Dark Reading is part of the Informa Tech Division of Informa PLC

This site is operated by a business or businesses owned by Informa PLC and all copyright resides with them.Informa PLC's registered office is 5 Howick Place, London SW1P 1WG. Registered in England and Wales. Number 8860726.

Perimeter

1/11/2011
08:57 PM
Adrian Lane
Adrian Lane
Commentary
50%
50%

A Textbook Case For Monitoring

Vodafone's customer database leak demonstrates dangers of not properly monitoring database activity

A common problem with protecting sensitive database is limiting what data users see. An employee might be allowed to see any record in a database, but he is not allowed to see every record at the same point in time. For example, it's perfectly acceptable for customer service or a salesperson to view a customer record in service of that relationship. It's not OK that he be able to select the entire freakin' customer database.

WHAT IS ASKED »
In the commentary on database monitoring, why is it acceptable for a customer service employee or a salesperson to view a customer record?

DATASET EXCERPT »
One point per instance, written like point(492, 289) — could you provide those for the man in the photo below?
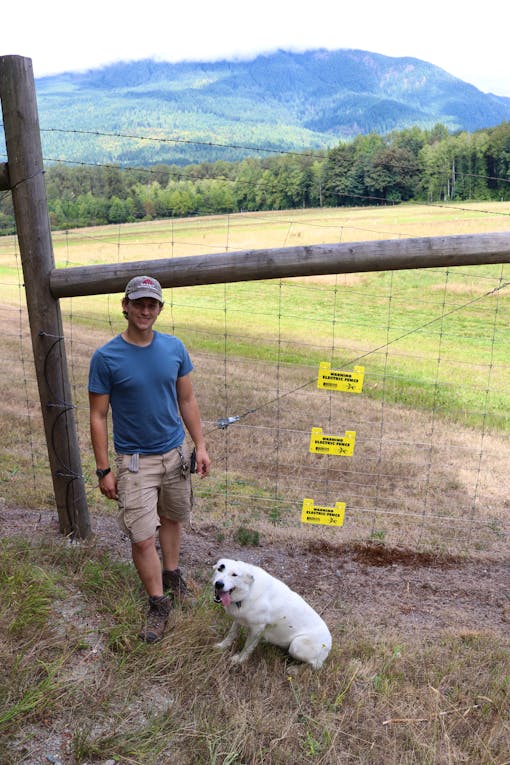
point(144, 376)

ANSWER FOR THIS EXERCISE »
It is acceptable because the employee views the record in service of that customer relationship. The commentary distinguishes this from selecting the entire customer database at once, which is not acceptable.